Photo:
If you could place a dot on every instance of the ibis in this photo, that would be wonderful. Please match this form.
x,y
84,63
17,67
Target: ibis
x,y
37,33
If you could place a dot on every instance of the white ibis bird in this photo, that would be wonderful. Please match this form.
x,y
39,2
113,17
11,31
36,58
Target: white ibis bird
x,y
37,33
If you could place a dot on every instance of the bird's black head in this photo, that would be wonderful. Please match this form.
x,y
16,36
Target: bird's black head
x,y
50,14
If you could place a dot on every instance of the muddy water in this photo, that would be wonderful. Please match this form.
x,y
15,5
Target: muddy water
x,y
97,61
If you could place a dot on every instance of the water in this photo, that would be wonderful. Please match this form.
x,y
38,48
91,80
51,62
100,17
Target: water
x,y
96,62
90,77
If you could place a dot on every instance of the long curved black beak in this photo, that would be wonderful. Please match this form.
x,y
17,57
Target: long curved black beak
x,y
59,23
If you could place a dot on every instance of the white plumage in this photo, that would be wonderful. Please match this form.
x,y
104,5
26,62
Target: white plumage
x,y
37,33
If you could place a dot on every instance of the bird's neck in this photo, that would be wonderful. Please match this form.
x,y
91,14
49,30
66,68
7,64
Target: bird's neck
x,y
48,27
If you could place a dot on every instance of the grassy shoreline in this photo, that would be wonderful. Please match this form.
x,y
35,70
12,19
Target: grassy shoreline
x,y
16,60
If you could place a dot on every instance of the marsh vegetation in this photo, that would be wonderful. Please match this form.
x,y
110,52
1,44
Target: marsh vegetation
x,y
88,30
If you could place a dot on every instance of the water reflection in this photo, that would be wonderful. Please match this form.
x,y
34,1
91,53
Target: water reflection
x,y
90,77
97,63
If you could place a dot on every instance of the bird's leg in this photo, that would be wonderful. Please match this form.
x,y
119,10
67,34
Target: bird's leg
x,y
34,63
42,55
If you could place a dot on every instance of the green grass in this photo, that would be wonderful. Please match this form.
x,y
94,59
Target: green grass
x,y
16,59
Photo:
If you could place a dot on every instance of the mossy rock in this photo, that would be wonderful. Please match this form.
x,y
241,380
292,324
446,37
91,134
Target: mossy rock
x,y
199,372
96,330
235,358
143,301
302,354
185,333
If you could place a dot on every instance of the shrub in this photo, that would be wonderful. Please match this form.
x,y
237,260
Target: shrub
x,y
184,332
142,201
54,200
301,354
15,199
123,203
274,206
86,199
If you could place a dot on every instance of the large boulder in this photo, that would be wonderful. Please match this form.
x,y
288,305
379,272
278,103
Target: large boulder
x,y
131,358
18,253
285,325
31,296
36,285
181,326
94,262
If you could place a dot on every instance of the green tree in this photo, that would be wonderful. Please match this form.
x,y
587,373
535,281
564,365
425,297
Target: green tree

═══

Objective —
The records above need to be transcribed in full. Keep every character unchanged.

The completed task —
Photo:
If you could place a dot on every instance of the ibis in this photo, that would be wonderful. Please match this form.
x,y
84,63
17,67
Target: ibis
x,y
37,33
If you could place a dot on every instance of the white ibis bird in this photo, that would be wonderful. Please match this form.
x,y
39,2
113,17
11,31
36,58
Target: white ibis bird
x,y
37,33
If you could place a dot on every instance of the bird's black head in this photo, that would be wonderful. Please match this form.
x,y
16,36
Target: bird's black head
x,y
50,14
If you could place a dot on every instance of the muddy water in this photo, that would be wonderful. Please match this form.
x,y
15,5
Target: muddy water
x,y
97,61
If you could place a dot on every instance of the water in this photo, that would be wonderful. Please match this form.
x,y
38,48
91,80
51,62
100,17
Target: water
x,y
96,62
90,77
If you could place a dot on every instance of the long curved black beak in this photo, that would be wonderful. Please match this form.
x,y
17,57
Target: long curved black beak
x,y
59,23
If you could place a dot on every instance of the white plumage in this photo, that would be wonderful. Please match this form.
x,y
104,5
26,62
Target: white plumage
x,y
37,33
If you could place a dot on every instance of the bird's neck in this photo, that would be wonderful. Please match this form.
x,y
91,14
49,30
66,68
7,64
Target: bird's neck
x,y
48,27
If you could place a dot on every instance of the grassy shoreline in this photo, that would be wonderful. Please match this form.
x,y
35,70
12,19
Target: grassy shoreline
x,y
16,60
If you could place a dot on every instance of the marsh vegetation in this photo, that would be wonderful. Please match this form.
x,y
110,52
1,44
Target: marsh vegetation
x,y
88,30
If you could place a dot on every instance of the water reflection in this photo, that would be wonderful. Please match this form.
x,y
34,1
91,53
Target: water reflection
x,y
90,77
97,63
If you could place a dot on every instance of the bird's leg in this photo, that would be wonderful. Please match this form.
x,y
119,10
67,34
Target: bird's leg
x,y
34,63
42,55
If you could place a dot on every instance of the green grass in this photo, that would be wonderful. Please match this form.
x,y
94,59
Target: green grass
x,y
16,59
Photo:
If you could place a dot on every instance of the mossy rock in this photo, that would be wonderful. Please match this form.
x,y
241,380
292,324
446,37
91,134
Target: mossy rock
x,y
199,372
96,330
235,358
143,301
302,354
185,333
If you could place a dot on every instance of the shrub in this photo, that would be wonderful. Please match this form.
x,y
237,260
Target: shrub
x,y
184,332
142,201
54,200
301,354
15,199
123,203
274,206
86,199
If you could place a dot on every instance of the large boulder in this photo, that would be wonderful. Please match this form.
x,y
288,305
379,272
278,103
Target: large boulder
x,y
131,358
18,253
285,325
31,296
36,285
181,326
94,262
If you could place a dot on every instance of the green tree in this photo, that would be wonderful. Please match this form.
x,y
587,373
535,281
564,365
425,297
Target: green tree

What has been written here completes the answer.